『360°BOOK 葛飾北斎 雀踊り』2019/5/2
大野 友資 (著)

「360°BOOK」第5弾は、北斎漫画の「雀踊」です☆
 今回の本は書店ではなく、美術館のアートショップで見かけてしまい……やっぱり買ってしまいました(汗)。この本は小さくてお土産として手ごろなので、どうやら書店よりも美術館の方が合うような気がします。書店だと豪華で華麗な色彩の大型本の中に埋もれてしまいますから……。
 でも……葛飾北斎といったら、代表作は「冨嶽三十六景」の大波ざっぷんの「神奈川沖浪裏」でしょう! あの大迫力の躍動感を360°で見たかったなー……とちょっと思ってしまいましたが、この雀踊もアニメーションのような躍動感があって面白いし、踊り手たちの動きもかわいらしくて、なんか良い感じがします(笑)。

[提示データ]:
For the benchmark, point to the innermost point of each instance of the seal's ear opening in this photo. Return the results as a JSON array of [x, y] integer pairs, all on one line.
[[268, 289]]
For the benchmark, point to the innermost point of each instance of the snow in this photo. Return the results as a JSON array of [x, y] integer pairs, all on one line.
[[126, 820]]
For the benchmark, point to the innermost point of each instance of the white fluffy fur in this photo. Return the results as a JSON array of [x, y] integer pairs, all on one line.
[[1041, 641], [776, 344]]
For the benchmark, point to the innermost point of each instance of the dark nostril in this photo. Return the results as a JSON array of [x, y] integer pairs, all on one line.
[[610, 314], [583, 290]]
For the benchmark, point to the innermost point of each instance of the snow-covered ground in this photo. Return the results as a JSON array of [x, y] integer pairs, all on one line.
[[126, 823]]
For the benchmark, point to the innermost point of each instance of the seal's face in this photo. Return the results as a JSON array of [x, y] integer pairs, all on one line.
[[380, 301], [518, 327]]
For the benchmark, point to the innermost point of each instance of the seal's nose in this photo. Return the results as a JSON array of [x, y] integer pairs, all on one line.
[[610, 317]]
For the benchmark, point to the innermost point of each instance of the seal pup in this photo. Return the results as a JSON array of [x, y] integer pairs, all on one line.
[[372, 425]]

[課題の目的]:
記事中の「この本は小さくてお土産として手ごろなので、どうやら書店よりも美術館の方が合うような気がします。」という一文を英語に訳してください。 これらの行は記事とは無関係です。

[課題への解答]:
Because this book is small and makes a handy souvenir, I get the feeling it is better suited to museums than to bookstores.